# [REQUIREMENT]
Exactly how many lines in this data contain the word "perch"? Only the number should be given.

# [DATASET EXCERPTS]
§ §

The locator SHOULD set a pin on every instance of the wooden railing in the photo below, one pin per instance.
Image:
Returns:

§ §

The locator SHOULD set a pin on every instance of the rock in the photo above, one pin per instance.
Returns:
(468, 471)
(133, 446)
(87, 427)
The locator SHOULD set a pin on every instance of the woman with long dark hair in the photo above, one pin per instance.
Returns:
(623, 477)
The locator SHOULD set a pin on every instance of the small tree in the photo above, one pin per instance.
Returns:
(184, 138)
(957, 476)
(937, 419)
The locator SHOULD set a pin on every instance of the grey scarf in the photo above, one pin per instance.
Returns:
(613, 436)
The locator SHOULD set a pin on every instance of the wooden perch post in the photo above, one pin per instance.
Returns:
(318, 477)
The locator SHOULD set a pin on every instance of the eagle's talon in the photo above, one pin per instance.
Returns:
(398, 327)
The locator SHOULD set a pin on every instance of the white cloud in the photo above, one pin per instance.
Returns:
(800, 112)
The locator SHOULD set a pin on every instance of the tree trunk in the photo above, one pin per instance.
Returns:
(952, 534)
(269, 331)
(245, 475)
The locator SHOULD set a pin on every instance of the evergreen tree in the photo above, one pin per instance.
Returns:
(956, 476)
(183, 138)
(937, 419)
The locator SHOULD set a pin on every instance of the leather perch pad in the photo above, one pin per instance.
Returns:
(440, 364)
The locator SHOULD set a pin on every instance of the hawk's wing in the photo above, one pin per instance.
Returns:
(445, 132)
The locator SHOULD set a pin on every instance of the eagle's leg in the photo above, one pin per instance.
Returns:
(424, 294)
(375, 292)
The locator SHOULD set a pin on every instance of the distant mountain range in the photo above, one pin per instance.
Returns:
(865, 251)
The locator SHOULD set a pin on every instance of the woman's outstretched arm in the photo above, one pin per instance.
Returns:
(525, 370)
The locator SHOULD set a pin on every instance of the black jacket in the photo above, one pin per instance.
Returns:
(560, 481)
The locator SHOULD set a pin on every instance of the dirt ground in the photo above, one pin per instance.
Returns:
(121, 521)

§ §

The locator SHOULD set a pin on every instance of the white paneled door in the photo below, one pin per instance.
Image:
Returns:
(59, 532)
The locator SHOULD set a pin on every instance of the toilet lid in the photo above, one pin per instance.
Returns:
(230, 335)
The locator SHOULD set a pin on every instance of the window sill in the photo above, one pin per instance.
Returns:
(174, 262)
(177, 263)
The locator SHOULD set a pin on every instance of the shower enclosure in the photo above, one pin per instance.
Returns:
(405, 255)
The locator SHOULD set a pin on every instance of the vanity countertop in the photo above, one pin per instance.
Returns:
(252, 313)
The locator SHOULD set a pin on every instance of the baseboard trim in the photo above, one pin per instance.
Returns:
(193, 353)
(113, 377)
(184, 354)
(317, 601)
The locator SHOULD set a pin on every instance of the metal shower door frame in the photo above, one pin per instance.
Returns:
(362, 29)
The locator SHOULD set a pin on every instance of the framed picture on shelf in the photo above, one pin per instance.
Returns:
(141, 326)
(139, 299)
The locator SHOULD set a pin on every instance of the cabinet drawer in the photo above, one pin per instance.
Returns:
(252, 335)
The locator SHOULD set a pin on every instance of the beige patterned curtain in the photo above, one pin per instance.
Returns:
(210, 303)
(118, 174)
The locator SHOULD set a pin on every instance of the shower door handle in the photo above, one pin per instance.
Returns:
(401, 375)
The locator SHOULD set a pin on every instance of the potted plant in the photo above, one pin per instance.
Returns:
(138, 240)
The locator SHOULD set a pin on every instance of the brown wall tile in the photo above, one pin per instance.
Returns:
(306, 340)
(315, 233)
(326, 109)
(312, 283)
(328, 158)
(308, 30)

§ §

# [ANSWER TO THIS EXERCISE]
2